La tradizione delle “tavolate” di San Marzano di San Giuseppe, trae origine dell’usanza di bandire banchetti da offrire ai poveri ed ai forestieri nel giorno della festa di S. Giuseppe, in memoria dell’ ospitalità ricevuta dalla Sacra Famiglia durante la fuga in Egitto.
Nell’antica comunità arbereshe, che alcuni amano definire “Albania Tarantina”, la realizzazione delle tavolate era affidata alle donne di uno stesso quartiere, che si riunivano in casa per preparare le tredici pietanze, in ricordo dell’ Ultima Cena.
Le
tavolate o “mattre”, come vengono chiamate in arberisht,
venivano
allestite su tavolieri di legno e disposte lungo
la via principale che parte dalla Chiesa Madre.
Sovente prendevano l’aspetto
di veri e propri altarini
a
sette
piani (simbolo
dei sette sacramenti).
Si
utilizzano ancor oggi gli alimenti tipici della civiltà contadina:
olio, farina, pepe, pesce, legumi ed ortaggi. Non compaiono né
formaggio né carne perché costosi e perché la festa coincide con
il periodo di quaresima.
Il
piatto principale è il pane servito con finocchio ed un’ arancia;
segue l’ insalata, i “ lampascioni “ lessati con olio e pepe;
fave con olio, pepe ed un’ acciuga; ceci e fagioli conditi nello
stesso modo; cavolfiore lessato intero ed insaporito con olio e pepe;
riso con sugo ed un pezzetto di baccalà fritto; stoccafisso al sugo;
massa di San Giuseppe con olio, “spunzale” ed un pezzo di
baccalà; maccheroni lunghi fatti a mano e conditi con miele e
mollica di pane fritto; “carteddate” con pepe.
I
13 piatti potevano essere serviti per 3,5 o 15 “Santi” scelti tra
le famiglie più povere del paese, che rappresentavano la Sacra
Famiglia (da
sola o accompagnata da San Gioacchino e Sant’ Anna
o dai
dodici apostoli)
La
sera del 18
marzo,
dopo
la messa e
prima
dell’accensione di
un falò di proporzioni eccezionali di
cui parleremo in seguito, il
parroco benedice le tavolate e, dopo che i padroni di casa hanno
lavato le mani ai Santi ( gesto rituale che ricorda l’ Ultima
Cena), questi possono assaggiare le pietanze. Terminata la
rappresentazione il cibo viene offerto ai poveri e/o ai forestieri.
Negli anni addietro il rituale prevedeva che i santi facessero il
giro delle case dove erano state allestite le tavolate.
La benedizione del pane.
Il rito della benedizione del pane si ricollega all’ origine del culto del santo, protettore dei bisognosi. Il pane, nella forma circolare recante le iniziali di S. Giuseppe o il simbolo della croce, è senza dubbio uno dei protagonisti della festa.
* * * * *
Istruzioni = Ricopi fedelmente, dal testo sulle tavolate di San Giuseppe, tutto ciò che va da "La tradizione delle" giù fino a "fuga in Egitto.".
* * * * *
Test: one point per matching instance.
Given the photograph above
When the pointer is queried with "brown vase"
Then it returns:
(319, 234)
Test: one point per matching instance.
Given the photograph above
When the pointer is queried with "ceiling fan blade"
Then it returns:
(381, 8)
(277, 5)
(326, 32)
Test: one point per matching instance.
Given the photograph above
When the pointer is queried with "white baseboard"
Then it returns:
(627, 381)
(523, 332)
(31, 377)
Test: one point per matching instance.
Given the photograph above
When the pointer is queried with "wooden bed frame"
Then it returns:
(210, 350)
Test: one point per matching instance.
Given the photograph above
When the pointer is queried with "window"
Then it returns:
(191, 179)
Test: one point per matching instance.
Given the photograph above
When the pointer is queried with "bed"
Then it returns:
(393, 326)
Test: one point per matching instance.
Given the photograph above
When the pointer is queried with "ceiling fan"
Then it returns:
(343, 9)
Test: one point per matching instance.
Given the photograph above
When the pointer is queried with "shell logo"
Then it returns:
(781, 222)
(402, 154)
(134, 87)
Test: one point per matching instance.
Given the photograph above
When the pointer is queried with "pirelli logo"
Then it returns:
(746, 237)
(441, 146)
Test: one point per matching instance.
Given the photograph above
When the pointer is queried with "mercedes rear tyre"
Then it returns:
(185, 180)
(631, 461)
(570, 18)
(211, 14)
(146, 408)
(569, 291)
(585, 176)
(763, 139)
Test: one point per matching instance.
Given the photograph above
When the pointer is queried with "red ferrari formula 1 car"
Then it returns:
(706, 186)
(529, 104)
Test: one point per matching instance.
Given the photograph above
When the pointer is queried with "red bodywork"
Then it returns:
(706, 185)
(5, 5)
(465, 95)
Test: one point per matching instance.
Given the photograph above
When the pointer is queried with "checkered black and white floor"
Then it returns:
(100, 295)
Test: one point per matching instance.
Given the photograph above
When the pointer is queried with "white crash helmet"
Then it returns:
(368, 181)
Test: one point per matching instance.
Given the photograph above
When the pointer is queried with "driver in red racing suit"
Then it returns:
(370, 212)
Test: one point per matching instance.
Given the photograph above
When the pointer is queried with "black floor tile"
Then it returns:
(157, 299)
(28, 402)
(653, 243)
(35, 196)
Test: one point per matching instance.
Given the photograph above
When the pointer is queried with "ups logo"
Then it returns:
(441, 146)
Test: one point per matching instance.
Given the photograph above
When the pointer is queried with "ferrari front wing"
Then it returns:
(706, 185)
* * * * *
Esito del compito =
La tradizione delle “tavolate” di San Marzano di San Giuseppe, trae origine dell’usanza di bandire banchetti da offrire ai poveri ed ai forestieri nel giorno della festa di S. Giuseppe, in memoria dell’ ospitalità ricevuta dalla Sacra Famiglia durante la fuga in Egitto.